• **List of tasks**:
• A. In the forum thread about booking a hotel before or after a timeshare stay, how long does Jim Bryan say he usually stays?
• B. Resume the forum thread about booking a hotel before or after a timeshare stay, starting right after its final sentence.
== Given text ==
As Passepartout and Ron98GT have mentioned, ending your trip on a high note is more relaxing for us.  After the first couple of days in the hotel, we're ready to do our first load of laundry, and to settle in with a real kitchen at the TS.  It's great to have the choice about when to go out to eat and when to stay in.  I also like having the chance to do laundry 2 or 3 times.  That way, there's less to do when you get home!  Have a great trip whichever option you choose!


----------



## Jim Bryan (Mar 28, 2014)

We always arrive early and usually stay 3-4 weeks.


----------



## MichaelColey (Mar 28, 2014)

pharmgirl said:


> Best is both before and after!


That's what I would do, too!

But if I couldn't do both and either before or after gave the same discount, I would probably opt for "before".  That would give time to get somewhat over the jet lag, enjoy some restaurants (we seldom eat out in Hawaii--or most places--if we're in a timeshare), and then do grocery shopping on the way to the timeshare.  If you do "after", if you're like us, you will have accumulated a bunch of stuff that you'll have to lug to the hotel.  We find it easier to do a "overnight hotel bag" when packing for the trip, and you can just leave the other bags unpacked.
===
== Recorded information ==
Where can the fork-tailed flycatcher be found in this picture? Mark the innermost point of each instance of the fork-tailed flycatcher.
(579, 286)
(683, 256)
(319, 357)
===
• **Expected outputs**:
• A. He usually stays 3-4 weeks.

• B.
Another thing we often do on Hawaii trips is to fly home the day before our check-out day.  Most flights home are red-eyes, and it stinks having to check out at 10am or 11am when your flight is at 10pm.


----------



## BocaBoy (Mar 29, 2014)

MichaelColey said:


> Another thing we often do on Hawaii trips is to fly home the day before our check-out day.  Most flights home are red-eyes, and it stinks having to check out at 10am or 11am when your flight is at 10pm.



We do that too when we have a late flight.  In such a case, I think it is better to spend the extra hotel night(s) at the end, so the night's sleep you miss is not at your timeshare villa.


----------



## Fisch (Mar 29, 2014)

We always arrive two days before and don't unpack our main luggage.  Swim trunks, flip flops and two shirts fit pretty good in carry on


----------



## thheath (Mar 29, 2014)

Ron98GT said:


> Run the airline reservation both ways. Last time we went, December of 2013, coming home on Saturday wasn't the problem, it was going from Las Vegas to Hawaii on a Saturday that was expensive.  I didn't fly out earlier, because although we could have saved a couple of hundred dollars, the extra hotel and rental charges were more than the savings.
> 
> I recently got my confirmed II reservations for Hawaii in December, 2014. Saturday to Saturday again.
> 
> ...



What he said ^^^^


----------



## matbec (Mar 29, 2014)

It depends on how much travelling you'll be doing to get there (and back), I suppose.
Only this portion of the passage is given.